──────── Extracted data ────────

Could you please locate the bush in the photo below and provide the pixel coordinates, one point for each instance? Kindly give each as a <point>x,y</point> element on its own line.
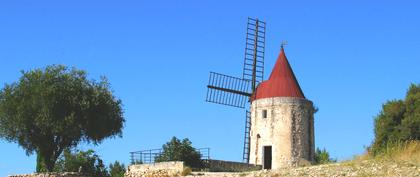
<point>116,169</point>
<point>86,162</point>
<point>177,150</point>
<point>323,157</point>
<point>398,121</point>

────────

■ **What you have to do**
Rewrite these lines with "bush" changed to "shrub" and everything else left as it is. Omit the pictures from your answer.

■ **Written solution**
Could you please locate the shrub in the photo below and provide the pixel coordinates, one point for each instance? Kindly give each as a <point>x,y</point> element on its own line.
<point>116,169</point>
<point>86,162</point>
<point>177,150</point>
<point>323,157</point>
<point>398,121</point>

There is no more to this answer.